The system data of the embodiment of the optical system 7 according to the invention in accordance with FIG. 11 emerge from the upper table in FIG. 12. The upper table in FIG. 12 is based on an incoming beam radius of 2.5 mm, an entrance angle of 27°, and an effective focal length of the optical system 7 according to the invention of −10.863 mm. The surface 0 denotes a surface at an infinite distance in front of the optical system 7 on the side of the eye 2 so that light can enter the optical system 7 in collimated fashion. Further, the surface 1 denotes the surface of the eye pupil of the eye 2. The first lens L1 has a surface 2 directed at the eye 2 and a surface 3 directed at the display unit 5. The second lens L2 has a surface 4 directed at the eye 2 and a surface 5 directed at the display unit 5. The third lens L3 has a surface 6 directed at the eye 2 and a surface 7 directed at the display unit 5. The fourth lens L4 has a surface 8 directed at the eye 2 and a surface 9 directed at the display unit 5. The fifth lens L5 has a surface 10 directed at the eye 2 and a surface 11 directed at the display unit 5. Further, the sixth lens L6 has a surface 12 directed at the eye 2 and a surface 13 directed at the display unit 5. The seventh lens L7 has a surface 14 directed at the eye 2. The eighth lens L8 has a surface 15 directed at the eye 2 and a surface 16 directed at the display unit 5. The surface 17 denotes the surface of the display unit 5. Further, the upper table in FIG. 12 specifies the radii of the individual surfaces and the thicknesses of the individual lenses of the optical system 7 according to the invention in accordance with FIG. 11, with the thickness of a lens being defined as the distance between a first vertex at the optical axis OA of a surface of the lens directed at the eye 2 and a second vertex at the optical axis OA of a surface of the lens directed at the display unit 5. A thickness between two of the aforementioned lenses denotes the distance between two vertices of two adjacent surfaces of two lenses.

The intermediate image ZB is arranged on the surface 5 of the second lens L2.

**Data records:**
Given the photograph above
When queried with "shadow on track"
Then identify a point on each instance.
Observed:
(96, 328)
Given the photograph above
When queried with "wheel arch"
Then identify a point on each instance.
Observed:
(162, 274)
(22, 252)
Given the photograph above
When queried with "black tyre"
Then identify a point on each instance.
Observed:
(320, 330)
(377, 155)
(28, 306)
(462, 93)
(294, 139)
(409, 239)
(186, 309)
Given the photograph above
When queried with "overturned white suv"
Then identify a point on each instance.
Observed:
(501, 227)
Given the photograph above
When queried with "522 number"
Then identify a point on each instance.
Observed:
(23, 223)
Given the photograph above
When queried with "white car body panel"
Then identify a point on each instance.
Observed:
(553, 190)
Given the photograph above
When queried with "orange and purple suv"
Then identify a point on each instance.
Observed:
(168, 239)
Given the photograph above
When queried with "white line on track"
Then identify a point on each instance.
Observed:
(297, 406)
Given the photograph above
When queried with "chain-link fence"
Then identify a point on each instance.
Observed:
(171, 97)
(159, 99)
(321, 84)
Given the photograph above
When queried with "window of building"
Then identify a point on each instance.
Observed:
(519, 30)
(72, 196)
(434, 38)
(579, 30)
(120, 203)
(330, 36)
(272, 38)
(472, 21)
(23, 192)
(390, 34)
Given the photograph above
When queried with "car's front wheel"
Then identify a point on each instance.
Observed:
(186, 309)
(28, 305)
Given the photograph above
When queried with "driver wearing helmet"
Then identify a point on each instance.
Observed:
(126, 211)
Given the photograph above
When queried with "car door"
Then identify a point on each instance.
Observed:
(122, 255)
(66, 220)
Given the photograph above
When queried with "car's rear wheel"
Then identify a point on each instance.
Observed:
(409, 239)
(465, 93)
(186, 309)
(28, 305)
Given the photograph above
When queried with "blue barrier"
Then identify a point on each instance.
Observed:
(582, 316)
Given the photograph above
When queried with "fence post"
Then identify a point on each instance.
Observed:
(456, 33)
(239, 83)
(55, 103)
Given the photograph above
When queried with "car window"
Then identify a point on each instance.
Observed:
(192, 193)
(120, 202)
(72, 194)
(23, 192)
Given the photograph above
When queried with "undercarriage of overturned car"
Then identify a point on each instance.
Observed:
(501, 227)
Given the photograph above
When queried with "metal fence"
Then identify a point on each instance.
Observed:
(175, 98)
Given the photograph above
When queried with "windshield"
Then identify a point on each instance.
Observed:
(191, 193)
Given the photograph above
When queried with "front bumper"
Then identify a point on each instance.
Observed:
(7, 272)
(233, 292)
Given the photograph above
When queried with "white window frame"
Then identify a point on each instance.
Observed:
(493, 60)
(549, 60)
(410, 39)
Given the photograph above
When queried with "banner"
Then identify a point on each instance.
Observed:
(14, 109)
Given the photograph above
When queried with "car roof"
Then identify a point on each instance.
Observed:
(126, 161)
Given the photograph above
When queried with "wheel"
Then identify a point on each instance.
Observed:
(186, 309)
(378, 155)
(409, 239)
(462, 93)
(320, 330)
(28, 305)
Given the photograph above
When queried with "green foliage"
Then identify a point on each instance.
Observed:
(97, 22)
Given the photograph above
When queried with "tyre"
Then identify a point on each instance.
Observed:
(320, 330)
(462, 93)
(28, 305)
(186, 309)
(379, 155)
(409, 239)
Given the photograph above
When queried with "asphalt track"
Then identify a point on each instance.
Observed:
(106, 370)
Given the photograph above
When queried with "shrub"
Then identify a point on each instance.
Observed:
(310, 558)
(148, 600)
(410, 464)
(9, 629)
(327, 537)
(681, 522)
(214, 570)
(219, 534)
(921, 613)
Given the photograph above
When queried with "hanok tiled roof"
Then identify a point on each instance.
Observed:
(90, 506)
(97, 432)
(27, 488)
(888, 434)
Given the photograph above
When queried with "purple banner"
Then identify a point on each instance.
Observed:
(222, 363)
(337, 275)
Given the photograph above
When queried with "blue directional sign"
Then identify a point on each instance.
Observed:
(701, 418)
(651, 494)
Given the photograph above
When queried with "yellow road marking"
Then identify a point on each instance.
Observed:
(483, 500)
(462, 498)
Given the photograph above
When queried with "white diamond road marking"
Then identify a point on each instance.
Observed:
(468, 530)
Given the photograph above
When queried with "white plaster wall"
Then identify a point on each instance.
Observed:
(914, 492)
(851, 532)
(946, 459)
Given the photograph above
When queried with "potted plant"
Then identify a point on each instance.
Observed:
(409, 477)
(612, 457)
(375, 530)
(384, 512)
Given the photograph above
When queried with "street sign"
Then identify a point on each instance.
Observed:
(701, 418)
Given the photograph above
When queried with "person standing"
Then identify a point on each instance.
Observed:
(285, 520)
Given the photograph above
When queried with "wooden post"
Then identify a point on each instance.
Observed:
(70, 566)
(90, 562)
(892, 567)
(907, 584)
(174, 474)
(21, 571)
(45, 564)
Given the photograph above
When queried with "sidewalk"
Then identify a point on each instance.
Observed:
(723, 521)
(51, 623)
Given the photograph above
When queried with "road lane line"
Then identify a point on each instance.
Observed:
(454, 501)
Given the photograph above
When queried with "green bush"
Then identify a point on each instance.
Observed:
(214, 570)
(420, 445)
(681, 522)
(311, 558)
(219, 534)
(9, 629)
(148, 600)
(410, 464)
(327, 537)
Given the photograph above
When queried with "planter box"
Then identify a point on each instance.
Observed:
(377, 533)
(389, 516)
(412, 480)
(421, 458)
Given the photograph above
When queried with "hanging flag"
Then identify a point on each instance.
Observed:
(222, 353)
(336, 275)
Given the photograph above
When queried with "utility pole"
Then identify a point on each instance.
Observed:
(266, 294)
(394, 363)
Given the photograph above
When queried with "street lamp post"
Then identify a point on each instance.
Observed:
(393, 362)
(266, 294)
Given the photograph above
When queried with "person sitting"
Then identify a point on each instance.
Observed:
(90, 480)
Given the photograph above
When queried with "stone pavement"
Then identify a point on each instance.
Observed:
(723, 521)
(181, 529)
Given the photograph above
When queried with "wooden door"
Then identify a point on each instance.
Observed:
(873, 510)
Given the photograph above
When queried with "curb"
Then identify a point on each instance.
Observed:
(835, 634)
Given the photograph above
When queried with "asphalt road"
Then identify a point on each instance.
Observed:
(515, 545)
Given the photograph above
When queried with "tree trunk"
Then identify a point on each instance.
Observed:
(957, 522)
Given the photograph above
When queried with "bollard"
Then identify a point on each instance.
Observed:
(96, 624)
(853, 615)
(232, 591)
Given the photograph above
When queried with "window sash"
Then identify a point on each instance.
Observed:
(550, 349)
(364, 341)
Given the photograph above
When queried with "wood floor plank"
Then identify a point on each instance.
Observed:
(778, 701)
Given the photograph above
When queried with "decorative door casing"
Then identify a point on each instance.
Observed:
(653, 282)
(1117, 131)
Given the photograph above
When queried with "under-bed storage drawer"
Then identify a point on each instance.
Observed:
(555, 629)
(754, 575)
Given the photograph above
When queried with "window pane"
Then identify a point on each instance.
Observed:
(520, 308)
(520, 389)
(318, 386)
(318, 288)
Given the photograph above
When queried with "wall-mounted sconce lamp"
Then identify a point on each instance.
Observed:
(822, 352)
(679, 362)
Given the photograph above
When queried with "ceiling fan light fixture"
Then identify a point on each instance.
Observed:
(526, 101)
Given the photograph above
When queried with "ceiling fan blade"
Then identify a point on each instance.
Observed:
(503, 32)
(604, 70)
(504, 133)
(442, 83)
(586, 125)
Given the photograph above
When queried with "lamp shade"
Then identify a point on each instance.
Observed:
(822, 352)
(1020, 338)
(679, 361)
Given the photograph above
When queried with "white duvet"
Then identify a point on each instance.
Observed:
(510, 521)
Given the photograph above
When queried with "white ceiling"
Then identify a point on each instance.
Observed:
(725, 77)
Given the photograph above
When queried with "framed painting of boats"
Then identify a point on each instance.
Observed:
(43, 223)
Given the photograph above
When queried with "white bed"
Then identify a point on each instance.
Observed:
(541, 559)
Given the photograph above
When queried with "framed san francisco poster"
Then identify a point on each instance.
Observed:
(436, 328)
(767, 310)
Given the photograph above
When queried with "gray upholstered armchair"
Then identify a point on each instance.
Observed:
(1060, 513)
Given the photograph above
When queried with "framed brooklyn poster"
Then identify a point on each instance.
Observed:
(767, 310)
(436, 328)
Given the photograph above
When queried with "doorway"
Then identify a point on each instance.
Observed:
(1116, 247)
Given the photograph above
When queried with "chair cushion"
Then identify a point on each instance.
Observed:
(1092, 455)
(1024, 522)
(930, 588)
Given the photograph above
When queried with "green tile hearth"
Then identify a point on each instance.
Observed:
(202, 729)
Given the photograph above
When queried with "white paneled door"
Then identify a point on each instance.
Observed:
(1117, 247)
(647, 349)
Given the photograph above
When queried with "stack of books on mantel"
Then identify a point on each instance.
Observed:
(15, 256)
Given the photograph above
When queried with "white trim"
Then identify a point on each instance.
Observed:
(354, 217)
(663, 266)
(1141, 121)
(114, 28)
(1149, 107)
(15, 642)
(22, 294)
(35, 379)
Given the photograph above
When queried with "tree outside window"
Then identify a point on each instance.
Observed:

**What you are asked to do:** Decide whether each statement below agrees with the passage on the optical system, answering yes or no and quoting the words of the passage that settle it. (a) The upper table in FIG. 12 assumes an entrance angle of 27°. (b) The intermediate image ZB lies on surface 4 of the second lens L2. (c) Surface 1 is the surface of the display unit 5. The records are taken from a separate source.

**Exercise answer:**
(a) Yes: "an entrance angle of 27°"
(b) No: "The intermediate image ZB is arranged on the surface 5 of the second lens L2."
(c) No: "the surface 1 denotes the surface of the eye pupil of the eye 2"